### Aim of the task
Only some lines are wanted. Transcribe, exactly, the lines below from the line with "Target: tall dry grass" up to and including the line with "Each instance of the large".

### Input data
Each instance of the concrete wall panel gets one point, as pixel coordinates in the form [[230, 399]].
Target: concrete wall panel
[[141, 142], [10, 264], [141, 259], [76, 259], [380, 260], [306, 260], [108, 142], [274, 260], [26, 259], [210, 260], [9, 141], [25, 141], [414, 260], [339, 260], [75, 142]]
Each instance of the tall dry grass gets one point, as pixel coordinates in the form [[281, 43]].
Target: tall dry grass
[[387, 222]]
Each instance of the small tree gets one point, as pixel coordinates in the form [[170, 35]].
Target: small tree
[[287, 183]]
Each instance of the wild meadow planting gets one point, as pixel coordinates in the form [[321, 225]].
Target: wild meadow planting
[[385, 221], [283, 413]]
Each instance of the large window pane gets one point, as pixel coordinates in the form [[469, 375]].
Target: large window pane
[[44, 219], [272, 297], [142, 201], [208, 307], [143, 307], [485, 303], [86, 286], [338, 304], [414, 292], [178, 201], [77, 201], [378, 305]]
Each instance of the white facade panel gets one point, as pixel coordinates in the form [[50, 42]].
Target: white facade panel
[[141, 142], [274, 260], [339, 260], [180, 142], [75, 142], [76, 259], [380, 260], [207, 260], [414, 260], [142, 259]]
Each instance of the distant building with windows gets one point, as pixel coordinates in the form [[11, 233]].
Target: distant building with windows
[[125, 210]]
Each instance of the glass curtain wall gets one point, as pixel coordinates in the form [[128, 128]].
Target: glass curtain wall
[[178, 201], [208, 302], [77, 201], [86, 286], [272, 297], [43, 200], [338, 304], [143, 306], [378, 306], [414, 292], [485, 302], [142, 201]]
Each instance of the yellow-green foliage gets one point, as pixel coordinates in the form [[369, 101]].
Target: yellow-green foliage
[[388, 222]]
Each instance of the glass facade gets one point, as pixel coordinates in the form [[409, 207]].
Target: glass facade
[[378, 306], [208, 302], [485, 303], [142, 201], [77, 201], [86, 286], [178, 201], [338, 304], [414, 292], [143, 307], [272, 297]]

### Solution
Target: tall dry grass
[[387, 222]]
Each instance of the small tree gets one point, as pixel coordinates in the form [[170, 35]].
Target: small tree
[[287, 183]]
Each instance of the wild meadow planting gets one point, as pixel coordinates in the form [[321, 225]].
Target: wild meadow planting
[[385, 221], [283, 413]]
Each instance of the large window pane gets one point, as pixel coordinates in the form [[469, 375]].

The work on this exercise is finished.